[Records excerpted from a collection]
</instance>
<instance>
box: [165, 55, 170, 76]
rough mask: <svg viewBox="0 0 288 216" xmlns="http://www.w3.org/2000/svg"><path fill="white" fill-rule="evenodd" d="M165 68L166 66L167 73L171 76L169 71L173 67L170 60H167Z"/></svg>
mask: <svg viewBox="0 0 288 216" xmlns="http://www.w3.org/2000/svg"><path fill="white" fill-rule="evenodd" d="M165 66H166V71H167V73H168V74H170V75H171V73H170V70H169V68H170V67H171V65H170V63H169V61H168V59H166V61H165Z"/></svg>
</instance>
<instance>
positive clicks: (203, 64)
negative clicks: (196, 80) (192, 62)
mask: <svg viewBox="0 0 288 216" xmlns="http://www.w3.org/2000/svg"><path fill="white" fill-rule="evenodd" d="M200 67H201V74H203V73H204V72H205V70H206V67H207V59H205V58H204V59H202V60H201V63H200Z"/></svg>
---
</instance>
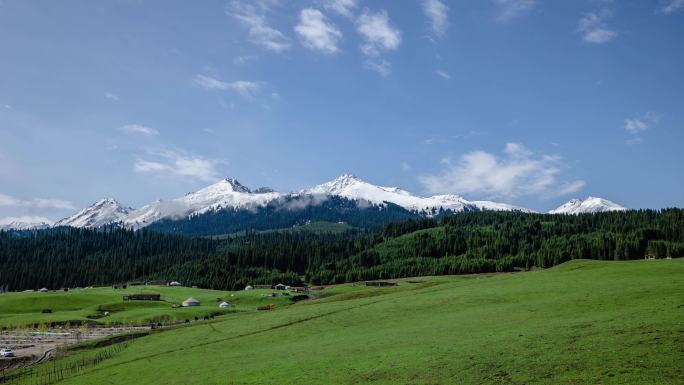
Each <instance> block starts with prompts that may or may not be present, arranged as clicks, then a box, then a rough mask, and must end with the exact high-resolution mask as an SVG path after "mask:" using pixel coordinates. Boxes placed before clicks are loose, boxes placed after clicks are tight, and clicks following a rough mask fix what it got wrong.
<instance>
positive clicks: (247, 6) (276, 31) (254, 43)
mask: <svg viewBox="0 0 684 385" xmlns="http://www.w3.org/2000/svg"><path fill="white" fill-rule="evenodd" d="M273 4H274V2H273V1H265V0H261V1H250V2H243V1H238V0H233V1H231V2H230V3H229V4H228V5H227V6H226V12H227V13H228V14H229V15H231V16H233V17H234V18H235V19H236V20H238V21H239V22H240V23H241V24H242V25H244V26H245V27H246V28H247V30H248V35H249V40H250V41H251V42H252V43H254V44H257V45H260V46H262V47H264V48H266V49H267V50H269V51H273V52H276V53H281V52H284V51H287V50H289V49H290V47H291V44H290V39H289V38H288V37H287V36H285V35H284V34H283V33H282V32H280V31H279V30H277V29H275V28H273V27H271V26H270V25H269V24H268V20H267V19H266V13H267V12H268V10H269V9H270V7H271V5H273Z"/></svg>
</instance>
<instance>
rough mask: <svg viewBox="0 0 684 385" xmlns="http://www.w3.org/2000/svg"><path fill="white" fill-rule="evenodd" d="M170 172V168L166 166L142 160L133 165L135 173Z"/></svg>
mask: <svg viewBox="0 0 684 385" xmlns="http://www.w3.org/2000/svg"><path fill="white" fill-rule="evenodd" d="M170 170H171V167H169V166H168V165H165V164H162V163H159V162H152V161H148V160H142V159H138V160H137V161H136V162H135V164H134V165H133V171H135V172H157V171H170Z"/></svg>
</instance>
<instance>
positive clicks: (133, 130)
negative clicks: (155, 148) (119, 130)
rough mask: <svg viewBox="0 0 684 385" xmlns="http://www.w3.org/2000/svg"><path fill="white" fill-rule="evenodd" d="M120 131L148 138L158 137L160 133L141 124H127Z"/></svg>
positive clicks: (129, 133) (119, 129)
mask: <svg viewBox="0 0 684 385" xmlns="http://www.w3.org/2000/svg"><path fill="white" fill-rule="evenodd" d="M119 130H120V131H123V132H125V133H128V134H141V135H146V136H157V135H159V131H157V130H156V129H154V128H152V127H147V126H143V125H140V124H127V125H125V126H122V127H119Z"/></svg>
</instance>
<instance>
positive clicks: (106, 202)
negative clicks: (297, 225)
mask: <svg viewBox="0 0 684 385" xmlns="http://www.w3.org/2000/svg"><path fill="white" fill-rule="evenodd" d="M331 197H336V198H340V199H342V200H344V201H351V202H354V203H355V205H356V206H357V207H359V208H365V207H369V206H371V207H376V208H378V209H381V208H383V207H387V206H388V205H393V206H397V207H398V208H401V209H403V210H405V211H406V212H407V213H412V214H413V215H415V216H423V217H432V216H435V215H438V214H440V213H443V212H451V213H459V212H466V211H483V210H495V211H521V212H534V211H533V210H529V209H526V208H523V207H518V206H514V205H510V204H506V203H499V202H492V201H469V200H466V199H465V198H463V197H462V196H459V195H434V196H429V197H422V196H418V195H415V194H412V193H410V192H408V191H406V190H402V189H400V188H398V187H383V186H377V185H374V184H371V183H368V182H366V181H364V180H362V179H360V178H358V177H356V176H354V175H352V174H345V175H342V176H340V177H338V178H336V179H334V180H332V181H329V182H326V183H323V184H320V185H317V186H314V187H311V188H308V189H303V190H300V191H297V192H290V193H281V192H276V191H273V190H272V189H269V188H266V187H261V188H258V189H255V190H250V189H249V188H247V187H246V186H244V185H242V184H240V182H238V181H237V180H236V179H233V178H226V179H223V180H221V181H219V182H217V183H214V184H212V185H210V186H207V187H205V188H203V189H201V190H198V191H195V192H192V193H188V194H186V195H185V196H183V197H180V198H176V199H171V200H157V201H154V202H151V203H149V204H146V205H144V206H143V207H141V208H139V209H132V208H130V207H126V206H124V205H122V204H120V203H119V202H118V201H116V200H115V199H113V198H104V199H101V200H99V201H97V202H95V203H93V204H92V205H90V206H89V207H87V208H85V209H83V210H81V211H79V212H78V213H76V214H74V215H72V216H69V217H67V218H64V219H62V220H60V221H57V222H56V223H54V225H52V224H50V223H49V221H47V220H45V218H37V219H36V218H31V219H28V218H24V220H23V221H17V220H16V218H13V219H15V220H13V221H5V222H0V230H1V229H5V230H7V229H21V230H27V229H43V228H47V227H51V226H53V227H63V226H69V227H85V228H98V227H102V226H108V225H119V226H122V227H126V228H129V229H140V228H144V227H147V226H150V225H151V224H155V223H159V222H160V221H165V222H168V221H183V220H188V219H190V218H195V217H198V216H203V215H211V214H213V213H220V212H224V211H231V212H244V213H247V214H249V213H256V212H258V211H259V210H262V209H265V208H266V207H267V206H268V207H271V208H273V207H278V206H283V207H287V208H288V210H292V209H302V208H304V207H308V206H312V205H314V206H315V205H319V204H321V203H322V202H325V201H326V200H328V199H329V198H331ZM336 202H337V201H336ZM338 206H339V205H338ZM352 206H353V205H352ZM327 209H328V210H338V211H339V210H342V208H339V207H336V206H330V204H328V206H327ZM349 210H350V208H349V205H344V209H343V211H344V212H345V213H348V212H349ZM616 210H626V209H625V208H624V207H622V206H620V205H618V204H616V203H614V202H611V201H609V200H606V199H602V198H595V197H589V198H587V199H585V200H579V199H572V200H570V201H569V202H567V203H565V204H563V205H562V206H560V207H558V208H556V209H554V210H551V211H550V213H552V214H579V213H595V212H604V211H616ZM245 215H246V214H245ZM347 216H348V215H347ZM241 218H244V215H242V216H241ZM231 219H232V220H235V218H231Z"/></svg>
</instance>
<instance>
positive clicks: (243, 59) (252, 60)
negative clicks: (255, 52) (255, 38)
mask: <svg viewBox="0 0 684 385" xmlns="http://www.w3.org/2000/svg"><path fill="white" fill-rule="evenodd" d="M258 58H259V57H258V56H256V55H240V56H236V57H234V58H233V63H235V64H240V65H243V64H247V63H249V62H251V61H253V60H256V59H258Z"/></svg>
...
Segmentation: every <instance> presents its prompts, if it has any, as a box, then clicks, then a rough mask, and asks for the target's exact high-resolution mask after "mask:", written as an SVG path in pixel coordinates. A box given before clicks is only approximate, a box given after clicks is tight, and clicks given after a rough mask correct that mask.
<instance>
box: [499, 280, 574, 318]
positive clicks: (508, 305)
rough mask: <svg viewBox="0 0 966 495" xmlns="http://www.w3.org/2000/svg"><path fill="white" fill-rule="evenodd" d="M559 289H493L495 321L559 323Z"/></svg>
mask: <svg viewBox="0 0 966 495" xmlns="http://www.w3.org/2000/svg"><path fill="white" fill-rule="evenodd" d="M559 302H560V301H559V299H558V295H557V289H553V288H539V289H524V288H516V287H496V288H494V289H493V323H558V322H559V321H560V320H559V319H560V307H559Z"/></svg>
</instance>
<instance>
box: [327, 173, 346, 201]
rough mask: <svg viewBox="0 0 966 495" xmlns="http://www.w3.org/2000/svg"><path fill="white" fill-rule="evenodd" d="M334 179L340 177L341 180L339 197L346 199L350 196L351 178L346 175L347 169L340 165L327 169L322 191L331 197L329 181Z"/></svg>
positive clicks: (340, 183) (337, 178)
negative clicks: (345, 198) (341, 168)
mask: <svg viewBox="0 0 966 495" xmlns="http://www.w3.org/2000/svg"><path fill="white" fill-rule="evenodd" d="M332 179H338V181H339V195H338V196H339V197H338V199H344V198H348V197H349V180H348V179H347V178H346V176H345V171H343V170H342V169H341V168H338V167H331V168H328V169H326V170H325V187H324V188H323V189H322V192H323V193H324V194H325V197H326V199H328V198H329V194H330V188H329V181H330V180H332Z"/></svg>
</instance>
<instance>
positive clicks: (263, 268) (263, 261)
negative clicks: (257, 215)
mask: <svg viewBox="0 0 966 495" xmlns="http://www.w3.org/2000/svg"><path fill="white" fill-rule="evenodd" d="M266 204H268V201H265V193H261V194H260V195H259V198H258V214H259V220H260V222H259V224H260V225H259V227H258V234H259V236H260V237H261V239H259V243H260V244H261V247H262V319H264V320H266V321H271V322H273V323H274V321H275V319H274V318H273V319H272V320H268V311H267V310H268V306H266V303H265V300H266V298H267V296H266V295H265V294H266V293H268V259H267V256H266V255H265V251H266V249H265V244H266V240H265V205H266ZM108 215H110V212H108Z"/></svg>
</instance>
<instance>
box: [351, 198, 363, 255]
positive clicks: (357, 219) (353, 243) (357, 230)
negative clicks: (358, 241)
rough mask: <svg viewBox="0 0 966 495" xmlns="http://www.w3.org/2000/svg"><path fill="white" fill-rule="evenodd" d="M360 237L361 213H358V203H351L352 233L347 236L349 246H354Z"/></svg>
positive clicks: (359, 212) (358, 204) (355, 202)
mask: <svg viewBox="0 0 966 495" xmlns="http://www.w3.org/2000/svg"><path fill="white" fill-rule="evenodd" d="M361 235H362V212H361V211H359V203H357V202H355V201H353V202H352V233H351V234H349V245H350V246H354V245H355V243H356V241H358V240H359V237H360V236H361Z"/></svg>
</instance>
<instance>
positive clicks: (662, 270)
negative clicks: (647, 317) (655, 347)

● Work order
Leave out every line above except those from the line with "positive clicks: (359, 212)" up to and including the line with "negative clicks: (647, 317) (655, 347)", and copy those exactly.

● Written answer
positive clicks: (359, 212) (358, 204) (355, 202)
mask: <svg viewBox="0 0 966 495" xmlns="http://www.w3.org/2000/svg"><path fill="white" fill-rule="evenodd" d="M361 235H362V212H361V211H359V203H357V202H355V201H353V202H352V233H351V234H349V245H350V246H354V245H355V243H356V241H358V240H359V237H360V236H361Z"/></svg>
</instance>
<instance>
positive clicks: (662, 270)
negative clicks: (647, 317) (655, 347)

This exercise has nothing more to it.